:: TO DO ::
Each line below should be reproduced without any alteration.

::: STORED RECORDS

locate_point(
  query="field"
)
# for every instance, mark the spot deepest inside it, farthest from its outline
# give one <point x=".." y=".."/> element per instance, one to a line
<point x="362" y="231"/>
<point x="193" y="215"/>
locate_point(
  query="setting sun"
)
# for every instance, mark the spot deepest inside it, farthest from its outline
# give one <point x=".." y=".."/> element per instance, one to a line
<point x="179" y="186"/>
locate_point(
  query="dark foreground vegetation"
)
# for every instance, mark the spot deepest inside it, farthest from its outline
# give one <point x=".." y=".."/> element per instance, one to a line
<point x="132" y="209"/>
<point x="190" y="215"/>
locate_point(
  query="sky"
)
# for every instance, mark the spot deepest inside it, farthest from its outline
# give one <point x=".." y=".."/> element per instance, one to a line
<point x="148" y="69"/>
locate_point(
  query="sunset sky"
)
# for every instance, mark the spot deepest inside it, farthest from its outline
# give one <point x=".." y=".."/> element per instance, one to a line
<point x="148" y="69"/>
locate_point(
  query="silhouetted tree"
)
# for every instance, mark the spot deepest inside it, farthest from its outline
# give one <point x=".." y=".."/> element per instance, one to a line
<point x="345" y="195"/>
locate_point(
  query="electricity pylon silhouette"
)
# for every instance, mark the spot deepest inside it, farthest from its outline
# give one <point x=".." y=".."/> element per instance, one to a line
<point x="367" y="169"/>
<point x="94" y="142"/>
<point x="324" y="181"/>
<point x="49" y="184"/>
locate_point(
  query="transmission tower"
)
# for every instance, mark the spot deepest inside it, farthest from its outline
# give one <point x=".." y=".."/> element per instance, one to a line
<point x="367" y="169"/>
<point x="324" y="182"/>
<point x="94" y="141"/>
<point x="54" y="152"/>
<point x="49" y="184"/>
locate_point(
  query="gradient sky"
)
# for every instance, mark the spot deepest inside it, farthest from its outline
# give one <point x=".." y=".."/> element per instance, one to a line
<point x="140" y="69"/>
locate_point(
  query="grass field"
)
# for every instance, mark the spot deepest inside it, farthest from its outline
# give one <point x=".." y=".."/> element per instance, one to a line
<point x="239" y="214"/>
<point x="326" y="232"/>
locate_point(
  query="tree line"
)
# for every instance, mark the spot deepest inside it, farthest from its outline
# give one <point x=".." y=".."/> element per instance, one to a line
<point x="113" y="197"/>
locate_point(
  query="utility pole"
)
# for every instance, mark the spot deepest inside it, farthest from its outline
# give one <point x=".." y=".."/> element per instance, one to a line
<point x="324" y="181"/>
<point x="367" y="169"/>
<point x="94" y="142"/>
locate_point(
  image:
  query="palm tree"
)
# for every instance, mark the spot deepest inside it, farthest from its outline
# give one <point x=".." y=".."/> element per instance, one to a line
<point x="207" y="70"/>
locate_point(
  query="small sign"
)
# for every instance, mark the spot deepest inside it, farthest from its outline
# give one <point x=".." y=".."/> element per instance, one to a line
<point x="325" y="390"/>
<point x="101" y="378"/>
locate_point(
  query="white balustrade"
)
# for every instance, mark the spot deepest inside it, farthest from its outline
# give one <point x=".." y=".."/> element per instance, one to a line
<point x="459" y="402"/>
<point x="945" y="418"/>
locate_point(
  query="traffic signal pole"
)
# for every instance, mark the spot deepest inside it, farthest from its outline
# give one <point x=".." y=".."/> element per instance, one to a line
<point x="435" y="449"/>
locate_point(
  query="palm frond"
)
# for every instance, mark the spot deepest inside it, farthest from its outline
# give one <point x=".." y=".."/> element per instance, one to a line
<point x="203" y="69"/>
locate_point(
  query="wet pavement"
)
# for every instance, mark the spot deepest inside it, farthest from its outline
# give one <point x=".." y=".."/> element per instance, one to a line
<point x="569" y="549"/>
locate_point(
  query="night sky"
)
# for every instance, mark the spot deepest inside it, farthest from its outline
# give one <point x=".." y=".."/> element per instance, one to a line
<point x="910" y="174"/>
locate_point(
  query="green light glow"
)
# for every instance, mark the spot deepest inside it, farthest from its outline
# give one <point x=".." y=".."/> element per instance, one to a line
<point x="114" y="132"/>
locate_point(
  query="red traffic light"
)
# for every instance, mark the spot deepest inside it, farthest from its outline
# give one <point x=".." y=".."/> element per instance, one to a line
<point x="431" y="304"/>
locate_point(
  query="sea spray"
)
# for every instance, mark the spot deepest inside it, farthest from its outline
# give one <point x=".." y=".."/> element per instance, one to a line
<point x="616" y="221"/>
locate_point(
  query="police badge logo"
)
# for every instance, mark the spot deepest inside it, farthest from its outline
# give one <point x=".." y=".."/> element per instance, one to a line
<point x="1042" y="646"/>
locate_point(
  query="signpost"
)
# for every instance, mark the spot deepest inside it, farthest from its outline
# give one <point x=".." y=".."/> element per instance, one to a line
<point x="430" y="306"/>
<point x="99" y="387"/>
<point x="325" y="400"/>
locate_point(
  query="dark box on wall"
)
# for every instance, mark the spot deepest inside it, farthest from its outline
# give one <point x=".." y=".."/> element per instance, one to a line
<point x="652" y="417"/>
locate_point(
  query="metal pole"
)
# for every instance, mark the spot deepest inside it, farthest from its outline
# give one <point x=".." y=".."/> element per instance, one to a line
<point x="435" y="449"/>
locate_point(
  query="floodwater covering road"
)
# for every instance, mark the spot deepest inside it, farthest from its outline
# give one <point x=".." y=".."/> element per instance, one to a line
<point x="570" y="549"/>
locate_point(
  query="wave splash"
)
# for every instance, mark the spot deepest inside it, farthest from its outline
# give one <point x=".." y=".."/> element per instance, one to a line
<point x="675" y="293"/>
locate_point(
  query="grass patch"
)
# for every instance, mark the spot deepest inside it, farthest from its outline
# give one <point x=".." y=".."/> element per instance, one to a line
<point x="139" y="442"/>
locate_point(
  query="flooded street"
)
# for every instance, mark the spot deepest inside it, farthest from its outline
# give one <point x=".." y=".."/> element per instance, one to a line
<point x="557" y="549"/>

::::::

:: RESULT ::
locate_point(
  query="field"
)
# for every instance, mark the spot deepest inside it, farthest from its outline
# give one <point x=".." y=".."/> element per instance, one to a line
<point x="362" y="231"/>
<point x="193" y="215"/>
locate_point(
  query="setting sun"
)
# for every instance, mark the spot deepest inside it, farthest from its outline
# give one <point x=".." y=".."/> element per instance, one to a line
<point x="179" y="186"/>
locate_point(
  query="dark foreground vegetation"
)
# for every instance, mark the spot deepest inside it, farthest from its outline
# give one <point x=".." y=".."/> element per instance, one to a line
<point x="132" y="209"/>
<point x="190" y="215"/>
locate_point(
  query="sky"
)
# for every instance, mark the spot deepest inside it, farthest from its outline
# give one <point x=".." y=".."/> element per instance, one to a line
<point x="148" y="69"/>
locate_point(
  query="sunset sky"
)
# for every instance, mark the spot deepest inside it, farthest from its outline
# give one <point x=".." y=".."/> element per instance, one to a line
<point x="148" y="69"/>
locate_point(
  query="silhouetted tree"
)
# for every instance, mark the spot deepest inside it, farthest from its outline
# give one <point x=".." y=".."/> element per instance, one to a line
<point x="345" y="195"/>
locate_point(
  query="electricity pylon silhouette"
)
# for every instance, mark the spot deepest inside it, farthest from its outline
# give one <point x=".." y=".."/> element per instance, one to a line
<point x="367" y="169"/>
<point x="94" y="142"/>
<point x="324" y="181"/>
<point x="49" y="184"/>
locate_point(
  query="transmission tower"
)
# for every instance, mark the spot deepest inside it, farthest from its outline
# give one <point x=".." y=".."/> element per instance, one to a line
<point x="367" y="169"/>
<point x="324" y="182"/>
<point x="94" y="141"/>
<point x="54" y="152"/>
<point x="49" y="184"/>
locate_point(
  query="gradient sky"
)
# for every instance, mark the spot deepest inside it, farthest from its outline
# give one <point x=".." y=".."/> element per instance, one to a line
<point x="140" y="69"/>
locate_point(
  query="grass field"
)
# for every instance, mark the spot deepest inside it, farthest from its outline
# give one <point x=".." y=".."/> element per instance, one to a line
<point x="239" y="214"/>
<point x="326" y="232"/>
locate_point(
  query="tree line"
)
# for every instance, mark the spot deepest inside it, farthest from its outline
# give one <point x=".." y=".."/> element per instance, one to a line
<point x="113" y="197"/>
locate_point(
  query="utility pole"
)
# for every instance, mark the spot deepest inside it, farthest from its outline
# give one <point x=".." y=".."/> element per instance, one to a line
<point x="324" y="181"/>
<point x="367" y="169"/>
<point x="94" y="142"/>
locate_point(
  image:
  query="palm tree"
)
# for every instance, mark the spot deepest inside it, farthest from its outline
# give one <point x=".." y=".."/> element per instance, one to a line
<point x="207" y="70"/>
locate_point(
  query="small sign"
)
# for every instance, mark the spot deepest inside it, farthest from its outline
# give one <point x=".." y=".."/> element per instance, one to a line
<point x="325" y="390"/>
<point x="101" y="378"/>
locate_point(
  query="white balustrade"
)
# for every instance, mark the spot deepest inside it, farthest from its outline
# give one <point x=".." y=".."/> element per instance, one to a line
<point x="459" y="402"/>
<point x="945" y="418"/>
locate_point(
  query="traffic signal pole"
)
# for every instance, mark the spot deepest inside it, farthest from its outline
# give one <point x=".." y=".."/> element per instance, one to a line
<point x="435" y="449"/>
locate_point(
  query="palm frond"
)
# for every instance, mark the spot deepest inside it, farthest from its outline
# give one <point x=".." y=".."/> element per instance, one to a line
<point x="203" y="69"/>
locate_point(
  query="wet pavement"
)
# for every instance, mark the spot deepest inside it, farthest from its outline
# give one <point x=".." y=".."/> element per instance, one to a line
<point x="569" y="549"/>
locate_point(
  query="night sky"
)
# for every instance, mark the spot deepest inside it, farthest from its outline
# give one <point x=".." y=".."/> element per instance, one to a line
<point x="910" y="174"/>
locate_point(
  query="green light glow"
)
# for every instance, mark the spot deepest inside it, farthest from its outline
# give one <point x=".." y=".."/> element per instance, one to a line
<point x="114" y="132"/>
locate_point(
  query="red traffic light"
)
# for every instance, mark the spot deepest inside it, farthest from its outline
# give one <point x=".." y=".."/> element per instance, one to a line
<point x="431" y="304"/>
locate_point(
  query="sea spray"
)
# for every instance, mark the spot deepest inside it, farthest from its outline
# give one <point x=".." y=".."/> element per instance, one to a line
<point x="616" y="221"/>
locate_point(
  query="police badge logo"
)
# for every instance, mark the spot deepest inside it, farthest from its outline
# give one <point x=".." y=".."/> element per instance, one to a line
<point x="1042" y="646"/>
locate_point(
  query="signpost"
)
# for every instance, mark the spot deepest inside it, farthest from its outline
# give one <point x=".." y=".."/> element per instance, one to a line
<point x="430" y="306"/>
<point x="99" y="387"/>
<point x="325" y="400"/>
locate_point(
  query="dark box on wall"
)
# for every instance, mark the spot deepest inside it, farthest from its outline
# give one <point x=".." y=".."/> element per instance, one to a line
<point x="652" y="417"/>
locate_point(
  query="metal pole"
)
# for every instance, mark the spot deepest inside it, farthest from its outline
# give one <point x=".." y=".."/> element per instance, one to a line
<point x="435" y="449"/>
locate_point(
  query="floodwater covering road"
)
# for every instance, mark the spot deepest inside it, farthest from its outline
# give one <point x=".." y=".."/> element per instance, one to a line
<point x="570" y="549"/>
locate_point(
  query="wave splash"
)
# for every instance, mark the spot deepest inside it, farthest from its outline
# give one <point x=".." y=".."/> element per instance, one to a line
<point x="675" y="293"/>
locate_point(
  query="grass patch"
)
# for every instance, mark the spot deepest inside it, farthest from its outline
# give one <point x=".." y=".."/> element per instance, one to a line
<point x="139" y="442"/>
locate_point(
  query="flooded street"
)
# for every instance, mark the spot deepest inside it, farthest from its outline
# give one <point x=".." y=".."/> element per instance, one to a line
<point x="557" y="549"/>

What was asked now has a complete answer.